───── Document segment

Majority of UNH students shocked by Donald Trump’s victory in the 2016 election 

Throughout the history of the United States of America, there have been 44 influential men who have fiercely led this country through the ups, downs and in-betweens of the complicated and unpredictable history of the nation. Within this list of politicians have been men from various states, socioeconomic statuses, backgrounds and levels of political experience who have contributed to the history of the nation through their fearless leadership, famous and infamous political decisions, and undeniably important terms within the Oval Office.

As of  the early morning of Wednesday, Nov. 9, Republican presidential candidate Donald J. Trump, against all odds, has been added to this list.
After a nail-biting battle for the ages between Trump and Democratic candidate Hillary Rodham Clinton, the Republican ultimately pulled through with 279 electoral votes versus Clinton’s 228, though Clinton won the popular vote by about 200,000 counts.  

This marks the fifth time in the United States presidential history that a president has been the victor of an election without winning the popular vote. There have been a total of 57 presidential elections in the country’s history.

──────────
───── Collected material

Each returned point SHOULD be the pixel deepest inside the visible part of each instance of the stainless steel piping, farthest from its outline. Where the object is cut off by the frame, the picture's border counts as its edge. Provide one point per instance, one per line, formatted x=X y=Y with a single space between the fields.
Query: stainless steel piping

──────────

## Exercises to complete
1. In the article on the 2016 election:
(a) How many electoral votes did Trump receive?
(b) By roughly how many votes did Clinton win the popular vote?
(c) How many presidential elections have there been in the country's history?
2. Copy the article on the 2016 election word for word, everything from "This marks the" down to "the country’s history.".
The listing above comes from a separate source.

## Answers for the exercise
1.
(a) 279
(b) About 200,000
(c) 57

2.
This marks the fifth time in the United States presidential history that a president has been the victor of an election without winning the popular vote. There have been a total of 57 presidential elections in the country’s history.